- **AIM OF THE TASK**
Each line from the one containing "the cheek, one" through the end of the listing below must be copied exactly; pictures are excluded.

- **RECORDS SUPPLIED**
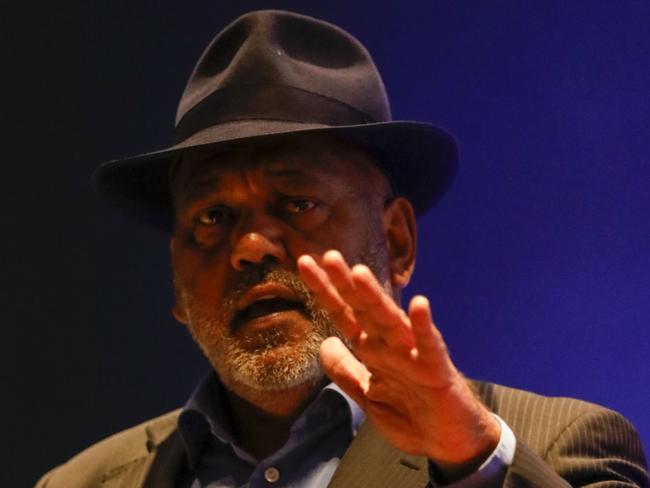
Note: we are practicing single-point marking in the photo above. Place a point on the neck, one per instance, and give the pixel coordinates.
(263, 419)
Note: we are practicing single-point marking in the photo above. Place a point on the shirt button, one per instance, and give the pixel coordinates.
(271, 474)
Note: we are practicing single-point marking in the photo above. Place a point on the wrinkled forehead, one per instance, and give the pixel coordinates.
(300, 162)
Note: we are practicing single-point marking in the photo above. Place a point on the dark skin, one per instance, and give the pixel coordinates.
(314, 210)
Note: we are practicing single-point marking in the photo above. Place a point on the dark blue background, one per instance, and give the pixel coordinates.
(536, 262)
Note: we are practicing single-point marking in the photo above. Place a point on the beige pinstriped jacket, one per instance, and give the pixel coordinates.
(560, 442)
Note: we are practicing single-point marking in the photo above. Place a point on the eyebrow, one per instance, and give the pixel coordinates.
(205, 184)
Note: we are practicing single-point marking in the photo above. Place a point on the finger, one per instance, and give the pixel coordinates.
(344, 369)
(326, 295)
(429, 343)
(339, 273)
(379, 314)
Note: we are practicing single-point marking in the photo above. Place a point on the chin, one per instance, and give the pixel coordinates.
(276, 368)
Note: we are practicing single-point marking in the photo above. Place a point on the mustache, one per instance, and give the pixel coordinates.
(261, 274)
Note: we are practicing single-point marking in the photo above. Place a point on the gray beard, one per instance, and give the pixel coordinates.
(267, 360)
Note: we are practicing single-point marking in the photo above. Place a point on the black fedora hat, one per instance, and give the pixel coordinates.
(271, 76)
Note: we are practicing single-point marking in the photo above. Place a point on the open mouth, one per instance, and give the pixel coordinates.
(268, 306)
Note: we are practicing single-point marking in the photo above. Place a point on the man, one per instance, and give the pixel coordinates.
(291, 197)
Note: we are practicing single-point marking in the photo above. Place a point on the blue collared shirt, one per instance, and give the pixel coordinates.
(316, 444)
(317, 441)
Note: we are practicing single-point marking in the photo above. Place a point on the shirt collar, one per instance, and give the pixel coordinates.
(206, 412)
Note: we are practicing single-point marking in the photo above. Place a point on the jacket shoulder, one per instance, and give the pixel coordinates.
(539, 419)
(99, 462)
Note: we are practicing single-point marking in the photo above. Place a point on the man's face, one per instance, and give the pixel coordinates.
(242, 220)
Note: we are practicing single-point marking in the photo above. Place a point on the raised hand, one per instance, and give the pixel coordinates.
(397, 368)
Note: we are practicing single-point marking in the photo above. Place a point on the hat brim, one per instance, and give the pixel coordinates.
(420, 161)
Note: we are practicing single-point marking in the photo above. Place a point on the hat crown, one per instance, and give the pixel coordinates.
(277, 49)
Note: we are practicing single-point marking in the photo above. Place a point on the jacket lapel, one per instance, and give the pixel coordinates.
(157, 467)
(371, 462)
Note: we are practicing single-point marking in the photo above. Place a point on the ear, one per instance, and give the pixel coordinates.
(177, 310)
(400, 231)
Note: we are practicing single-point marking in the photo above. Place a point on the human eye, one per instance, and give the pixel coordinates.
(299, 205)
(214, 216)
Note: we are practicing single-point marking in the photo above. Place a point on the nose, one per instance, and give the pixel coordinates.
(258, 244)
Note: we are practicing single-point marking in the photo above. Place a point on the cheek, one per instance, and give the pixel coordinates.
(200, 275)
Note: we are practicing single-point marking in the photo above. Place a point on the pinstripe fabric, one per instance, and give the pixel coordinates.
(560, 442)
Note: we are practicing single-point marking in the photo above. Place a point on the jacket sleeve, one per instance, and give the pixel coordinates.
(598, 449)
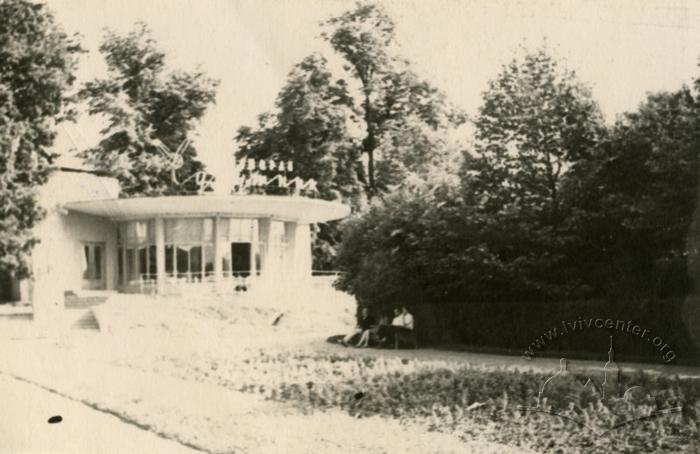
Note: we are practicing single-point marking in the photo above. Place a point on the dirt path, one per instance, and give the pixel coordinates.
(211, 418)
(26, 410)
(490, 360)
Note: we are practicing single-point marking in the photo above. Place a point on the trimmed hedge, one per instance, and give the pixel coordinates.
(517, 327)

- **RESPONSE FOR THIS EXERCISE**
Note: we are practicing single-point marking in the photo above. Place a point on the cheek, one per instance, and give the pixel coordinates.
(200, 275)
Note: we are practicing single-point marking in the photo above. Place a point on the pinstripe fabric, one per instance, and give the pixel coordinates.
(560, 442)
Note: we are practicing single-point marking in the photo above. Place a point on the jacket sleeve, one per instance, and give the pixel coordinates.
(598, 449)
Note: we are practicing single-point marking in the photo above. Place a point on the dirt path, one per instance, and give the pixel coordinates.
(211, 418)
(26, 410)
(490, 360)
Note: we are practicing single-point marking in the photo above. Place a point on the trimmed hedge, one per instance, and give the pixel coordinates.
(517, 327)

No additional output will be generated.